## Okuma parçası
_ _ _ _ _ _ _
Mehmet Pehlivan’ın ifadesinin tam metni: “Serbest bırakılmayı talep etmeyi onuruma yediremiyorum”

İBB Başkanı Ekrem İmamoğlu’nun avukatı Mehmet Pehlivan’ın ifadesine ulaşıldı. Pehlivan ifadesinde, “Serbest bırakılmayı talep etmeyi onuruma, gururuma ve vicdanımа yediremiyorum çünkü burada bulunmam bir suçun değil, bir mesleğin ve bir duruşun sonucudur” dedi.

İmamoğlu'nun avukatı Mehmet Pehlivan gözaltına alındı

Silivri’deki Marmara Cezaevi’nde tutuklu bulunan İstanbul Büyükşehir Belediye (İBB) Başkanı ve Cumhuriyet Halk Partisi’nin (CHP) cumhurbaşkanı adayı Ekrem İmamoğlu’nun avukatı Mehmet Pehlivan ifadeye çağrıldı. Pehlivan, Avukatlık Kanunu gereği Adalet Bakanlığı’ndan soruşturma izni istenmediği için savcılıkta ifade vermeyi reddetti.

Etkin pişmanlıktan yararlanan Servet Yıldırım ve Adem Soytekin’in ifadelerine dayandırılarak “suç örgütü adına” hareket ettiği iddia edilen Pehlivan, kuvvetli suç şüphesi gerekçesi ile tutuklama talebi ile nöbetçi mahkemeye sevk edildi. Pehlivan, çıkarıldığı hakimlikçe tutuklandı.
_ _ _ _ _ _ _
## Koordinat etiketleme verileri
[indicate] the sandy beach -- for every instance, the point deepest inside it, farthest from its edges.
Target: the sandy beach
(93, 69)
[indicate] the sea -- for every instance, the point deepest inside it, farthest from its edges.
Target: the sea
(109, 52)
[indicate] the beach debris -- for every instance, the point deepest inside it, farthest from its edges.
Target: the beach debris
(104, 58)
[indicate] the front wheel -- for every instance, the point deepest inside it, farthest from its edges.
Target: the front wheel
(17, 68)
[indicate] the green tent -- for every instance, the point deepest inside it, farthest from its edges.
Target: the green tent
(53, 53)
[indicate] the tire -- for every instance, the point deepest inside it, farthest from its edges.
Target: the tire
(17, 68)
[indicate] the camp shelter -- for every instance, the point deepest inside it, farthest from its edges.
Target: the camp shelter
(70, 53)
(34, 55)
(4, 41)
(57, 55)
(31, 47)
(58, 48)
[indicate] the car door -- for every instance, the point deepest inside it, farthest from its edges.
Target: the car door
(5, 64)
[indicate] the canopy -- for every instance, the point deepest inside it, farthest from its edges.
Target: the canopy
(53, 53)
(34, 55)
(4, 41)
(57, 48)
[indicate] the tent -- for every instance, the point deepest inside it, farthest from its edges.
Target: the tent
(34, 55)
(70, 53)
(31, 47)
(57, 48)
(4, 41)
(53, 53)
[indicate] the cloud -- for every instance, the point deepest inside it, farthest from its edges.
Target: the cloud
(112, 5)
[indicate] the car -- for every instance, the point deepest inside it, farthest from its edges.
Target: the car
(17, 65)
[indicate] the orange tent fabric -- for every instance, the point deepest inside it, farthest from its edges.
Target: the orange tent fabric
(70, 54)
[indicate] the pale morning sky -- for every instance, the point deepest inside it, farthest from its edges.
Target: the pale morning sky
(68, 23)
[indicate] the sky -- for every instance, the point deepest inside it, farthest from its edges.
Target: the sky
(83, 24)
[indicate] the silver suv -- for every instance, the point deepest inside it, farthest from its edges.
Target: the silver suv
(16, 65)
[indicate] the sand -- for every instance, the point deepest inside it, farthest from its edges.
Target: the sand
_ _ _ _ _ _ _
## Yazılı alıştırma 1
Mehmet Pehlivan'ın ifadesini konu alan haberde "İBB Başkanı Ekrem" sözlerinden "ifade vermeyi reddetti." sözlerine kadar uzanan bölümü hiçbir değişiklik yapmadan kopyalayın.
## Yazılı alıştırma 2
Listede "wheel" dizesini içeren satırların hepsini ayıklayıp yazın. Büyük ve küçük harf ayrımını dikkate alın.

## Beklenen yanıt 1
İBB Başkanı Ekrem İmamoğlu’nun avukatı Mehmet Pehlivan’ın ifadesine ulaşıldı. Pehlivan ifadesinde, “Serbest bırakılmayı talep etmeyi onuruma, gururuma ve vicdanımа yediremiyorum çünkü burada bulunmam bir suçun değil, bir mesleğin ve bir duruşun sonucudur” dedi.

İmamoğlu'nun avukatı Mehmet Pehlivan gözaltına alındı

Silivri’deki Marmara Cezaevi’nde tutuklu bulunan İstanbul Büyükşehir Belediye (İBB) Başkanı ve Cumhuriyet Halk Partisi’nin (CHP) cumhurbaşkanı adayı Ekrem İmamoğlu’nun avukatı Mehmet Pehlivan ifadeye çağrıldı. Pehlivan, Avukatlık Kanunu gereği Adalet Bakanlığı’ndan soruşturma izni istenmediği için savcılıkta ifade vermeyi reddetti.

## Beklenen yanıt 2
[indicate] the front wheel -- for every instance, the point deepest inside it, farthest from its edges.
Target: the front wheel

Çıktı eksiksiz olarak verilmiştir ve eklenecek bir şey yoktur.